• Records supplied:
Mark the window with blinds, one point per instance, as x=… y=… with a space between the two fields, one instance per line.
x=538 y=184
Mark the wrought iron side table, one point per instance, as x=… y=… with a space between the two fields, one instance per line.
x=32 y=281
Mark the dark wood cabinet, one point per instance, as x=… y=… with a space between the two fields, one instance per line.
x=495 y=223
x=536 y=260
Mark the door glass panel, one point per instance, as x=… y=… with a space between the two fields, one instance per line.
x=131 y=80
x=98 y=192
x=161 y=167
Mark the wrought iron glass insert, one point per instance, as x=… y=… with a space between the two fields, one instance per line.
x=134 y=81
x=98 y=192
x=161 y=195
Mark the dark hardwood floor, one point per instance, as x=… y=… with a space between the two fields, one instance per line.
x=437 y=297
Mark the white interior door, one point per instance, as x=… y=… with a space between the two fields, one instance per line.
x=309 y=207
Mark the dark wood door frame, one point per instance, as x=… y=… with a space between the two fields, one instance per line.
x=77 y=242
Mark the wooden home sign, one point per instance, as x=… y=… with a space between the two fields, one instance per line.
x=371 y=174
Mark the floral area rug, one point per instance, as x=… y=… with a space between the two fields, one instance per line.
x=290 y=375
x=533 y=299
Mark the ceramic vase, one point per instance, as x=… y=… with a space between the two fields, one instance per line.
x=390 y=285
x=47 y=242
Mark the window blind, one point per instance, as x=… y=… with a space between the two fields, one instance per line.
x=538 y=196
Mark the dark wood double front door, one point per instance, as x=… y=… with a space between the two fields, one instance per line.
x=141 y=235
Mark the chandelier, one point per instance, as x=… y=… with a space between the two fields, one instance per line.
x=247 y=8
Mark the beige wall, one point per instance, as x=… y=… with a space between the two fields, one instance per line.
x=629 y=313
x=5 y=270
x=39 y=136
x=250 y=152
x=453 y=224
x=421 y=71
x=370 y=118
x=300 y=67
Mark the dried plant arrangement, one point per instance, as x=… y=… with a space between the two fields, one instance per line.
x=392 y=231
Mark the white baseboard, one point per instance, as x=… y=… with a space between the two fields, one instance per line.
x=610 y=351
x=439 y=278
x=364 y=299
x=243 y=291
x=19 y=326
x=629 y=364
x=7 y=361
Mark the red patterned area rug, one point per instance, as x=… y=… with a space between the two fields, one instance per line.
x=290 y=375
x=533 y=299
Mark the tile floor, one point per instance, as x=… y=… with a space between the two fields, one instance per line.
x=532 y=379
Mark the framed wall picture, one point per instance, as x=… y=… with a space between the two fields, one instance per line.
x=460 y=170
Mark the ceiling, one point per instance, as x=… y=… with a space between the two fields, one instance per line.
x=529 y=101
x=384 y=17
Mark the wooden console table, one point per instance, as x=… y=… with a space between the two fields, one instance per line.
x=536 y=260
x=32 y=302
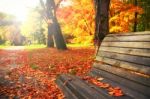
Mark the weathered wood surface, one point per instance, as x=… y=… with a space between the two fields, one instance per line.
x=128 y=58
x=123 y=60
x=130 y=33
x=124 y=74
x=142 y=45
x=124 y=82
x=83 y=90
x=134 y=94
x=129 y=51
x=128 y=38
x=125 y=65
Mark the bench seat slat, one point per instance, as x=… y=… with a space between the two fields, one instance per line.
x=127 y=91
x=126 y=65
x=130 y=51
x=128 y=38
x=124 y=82
x=130 y=33
x=142 y=45
x=84 y=90
x=123 y=73
x=124 y=57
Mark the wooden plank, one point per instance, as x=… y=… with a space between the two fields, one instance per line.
x=125 y=65
x=81 y=89
x=127 y=58
x=123 y=73
x=130 y=51
x=104 y=92
x=132 y=93
x=142 y=45
x=128 y=38
x=130 y=33
x=123 y=81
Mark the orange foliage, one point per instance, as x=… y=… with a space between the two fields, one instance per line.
x=78 y=19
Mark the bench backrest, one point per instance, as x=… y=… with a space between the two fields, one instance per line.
x=130 y=51
x=125 y=58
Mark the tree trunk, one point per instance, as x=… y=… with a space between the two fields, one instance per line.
x=58 y=37
x=50 y=42
x=101 y=20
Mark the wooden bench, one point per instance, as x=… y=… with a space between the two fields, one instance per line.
x=123 y=60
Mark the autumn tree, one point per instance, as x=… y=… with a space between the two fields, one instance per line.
x=54 y=29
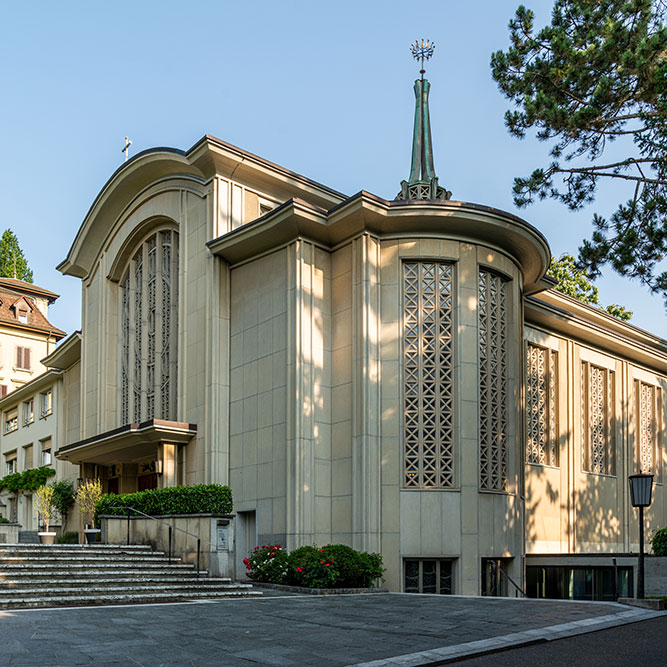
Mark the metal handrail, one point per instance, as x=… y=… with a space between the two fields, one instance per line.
x=182 y=530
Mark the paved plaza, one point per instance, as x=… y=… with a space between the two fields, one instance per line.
x=375 y=629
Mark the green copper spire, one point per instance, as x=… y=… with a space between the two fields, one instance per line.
x=423 y=183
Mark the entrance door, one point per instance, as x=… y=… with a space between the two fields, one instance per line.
x=146 y=482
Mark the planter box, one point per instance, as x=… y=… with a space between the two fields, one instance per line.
x=9 y=533
x=215 y=531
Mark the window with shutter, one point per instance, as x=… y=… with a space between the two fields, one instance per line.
x=23 y=358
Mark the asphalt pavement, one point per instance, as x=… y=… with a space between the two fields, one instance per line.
x=332 y=631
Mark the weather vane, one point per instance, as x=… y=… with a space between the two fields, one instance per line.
x=422 y=50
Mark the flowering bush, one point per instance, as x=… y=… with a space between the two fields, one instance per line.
x=332 y=566
x=659 y=542
x=312 y=567
x=267 y=563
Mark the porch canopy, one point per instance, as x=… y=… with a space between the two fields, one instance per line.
x=129 y=443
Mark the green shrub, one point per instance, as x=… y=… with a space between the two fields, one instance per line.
x=313 y=568
x=63 y=497
x=29 y=480
x=268 y=563
x=659 y=542
x=68 y=537
x=196 y=499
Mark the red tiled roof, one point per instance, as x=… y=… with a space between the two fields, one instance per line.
x=36 y=320
x=27 y=288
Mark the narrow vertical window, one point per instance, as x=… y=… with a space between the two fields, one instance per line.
x=151 y=321
x=138 y=331
x=648 y=428
x=125 y=351
x=597 y=410
x=428 y=456
x=541 y=405
x=492 y=313
x=148 y=332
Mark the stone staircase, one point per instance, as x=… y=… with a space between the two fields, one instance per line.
x=72 y=575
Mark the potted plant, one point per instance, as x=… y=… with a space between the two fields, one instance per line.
x=87 y=497
x=63 y=498
x=44 y=505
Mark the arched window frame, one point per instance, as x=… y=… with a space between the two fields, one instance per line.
x=149 y=329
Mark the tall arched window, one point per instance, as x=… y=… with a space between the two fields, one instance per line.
x=149 y=330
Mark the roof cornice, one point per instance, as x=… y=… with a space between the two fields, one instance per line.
x=561 y=314
x=365 y=212
x=66 y=354
x=29 y=388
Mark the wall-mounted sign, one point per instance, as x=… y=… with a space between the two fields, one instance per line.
x=222 y=542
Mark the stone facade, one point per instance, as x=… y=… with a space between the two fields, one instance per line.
x=397 y=376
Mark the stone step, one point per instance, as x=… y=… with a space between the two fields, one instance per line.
x=90 y=575
x=94 y=590
x=67 y=582
x=46 y=549
x=125 y=598
x=11 y=569
x=86 y=558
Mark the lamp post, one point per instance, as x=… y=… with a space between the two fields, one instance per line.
x=641 y=487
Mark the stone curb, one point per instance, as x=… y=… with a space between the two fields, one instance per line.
x=644 y=603
x=441 y=656
x=317 y=591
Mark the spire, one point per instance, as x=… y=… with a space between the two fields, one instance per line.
x=422 y=183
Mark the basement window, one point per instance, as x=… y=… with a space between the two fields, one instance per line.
x=428 y=575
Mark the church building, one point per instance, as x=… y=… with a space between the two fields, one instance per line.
x=395 y=375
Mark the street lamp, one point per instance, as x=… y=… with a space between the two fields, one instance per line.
x=641 y=486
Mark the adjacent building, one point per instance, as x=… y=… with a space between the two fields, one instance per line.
x=394 y=375
x=26 y=335
x=29 y=391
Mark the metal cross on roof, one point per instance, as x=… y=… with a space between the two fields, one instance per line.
x=422 y=50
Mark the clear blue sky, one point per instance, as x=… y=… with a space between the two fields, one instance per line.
x=324 y=89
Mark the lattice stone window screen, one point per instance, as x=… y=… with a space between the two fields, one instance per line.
x=428 y=455
x=649 y=428
x=597 y=420
x=541 y=405
x=148 y=330
x=493 y=392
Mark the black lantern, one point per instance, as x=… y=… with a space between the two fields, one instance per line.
x=641 y=488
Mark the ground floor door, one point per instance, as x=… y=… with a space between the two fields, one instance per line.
x=146 y=482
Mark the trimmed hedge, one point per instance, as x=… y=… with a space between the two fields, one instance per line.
x=68 y=537
x=196 y=499
x=29 y=480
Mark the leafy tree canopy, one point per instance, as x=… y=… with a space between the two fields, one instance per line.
x=12 y=262
x=595 y=75
x=575 y=283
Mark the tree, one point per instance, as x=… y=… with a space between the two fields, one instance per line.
x=595 y=75
x=12 y=262
x=575 y=283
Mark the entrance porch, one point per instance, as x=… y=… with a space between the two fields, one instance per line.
x=134 y=457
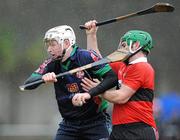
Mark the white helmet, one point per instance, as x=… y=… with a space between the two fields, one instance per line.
x=60 y=33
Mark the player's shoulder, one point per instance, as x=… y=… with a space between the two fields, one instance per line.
x=143 y=66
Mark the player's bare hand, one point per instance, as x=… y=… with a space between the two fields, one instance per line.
x=49 y=77
x=88 y=84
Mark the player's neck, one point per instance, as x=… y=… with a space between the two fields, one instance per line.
x=67 y=54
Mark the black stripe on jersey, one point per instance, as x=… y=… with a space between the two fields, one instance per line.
x=143 y=94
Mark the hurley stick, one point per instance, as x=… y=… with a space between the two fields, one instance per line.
x=118 y=55
x=158 y=7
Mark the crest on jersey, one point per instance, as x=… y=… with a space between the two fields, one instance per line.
x=80 y=74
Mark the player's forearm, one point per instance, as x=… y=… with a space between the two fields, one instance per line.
x=34 y=77
x=111 y=96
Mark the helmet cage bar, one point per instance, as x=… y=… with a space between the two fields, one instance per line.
x=131 y=47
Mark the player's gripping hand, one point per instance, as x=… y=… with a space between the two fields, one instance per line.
x=88 y=84
x=80 y=98
x=49 y=77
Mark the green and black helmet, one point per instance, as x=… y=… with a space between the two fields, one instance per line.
x=142 y=37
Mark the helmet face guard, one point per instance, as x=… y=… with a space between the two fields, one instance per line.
x=59 y=34
x=136 y=36
x=132 y=48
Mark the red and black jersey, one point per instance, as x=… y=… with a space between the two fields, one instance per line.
x=140 y=77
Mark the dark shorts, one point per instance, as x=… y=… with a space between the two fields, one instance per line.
x=96 y=128
x=133 y=131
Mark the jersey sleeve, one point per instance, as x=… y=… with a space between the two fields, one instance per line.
x=37 y=74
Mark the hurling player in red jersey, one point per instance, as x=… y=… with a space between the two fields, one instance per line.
x=132 y=116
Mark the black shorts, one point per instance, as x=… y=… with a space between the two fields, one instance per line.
x=133 y=131
x=96 y=128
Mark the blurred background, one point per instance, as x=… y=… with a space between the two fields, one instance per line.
x=33 y=115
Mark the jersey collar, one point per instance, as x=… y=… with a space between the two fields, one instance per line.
x=138 y=60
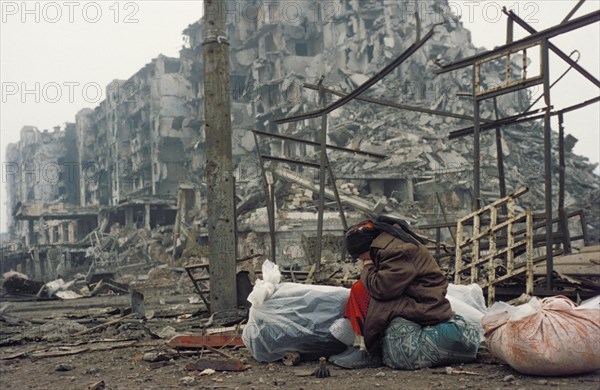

• Brief:
Give again, word for word, each line from the one holding "Mark the red and" through the end of the entries, and leave out any picture.

• Exercise output:
Mark the red and black jersey, one point per instance, as x=… y=… with a space between the two fields, one instance per line.
x=140 y=77
Mark the dark shorts, one point per instance, as x=… y=… with a space between the two fields, one instance per line.
x=96 y=128
x=133 y=131
Mark the jersey sleeve, one point per instance, as x=… y=… with a space between the two fields, one instance per line.
x=37 y=74
Mark the hurling player in red jersey, one point per instance, as x=… y=… with a space between the two fields, one instance per line.
x=132 y=116
Mark the black shorts, one point per instance, as x=… y=… with a space between the two fields, one instance per line.
x=133 y=131
x=96 y=128
Mark the blurred background, one point per instance, as x=… y=… with a space between the two fields, one instance per line.
x=33 y=115
Mark the jersey collar, one point per instance, as x=… y=… with a space between the two fields, one instance per line.
x=138 y=60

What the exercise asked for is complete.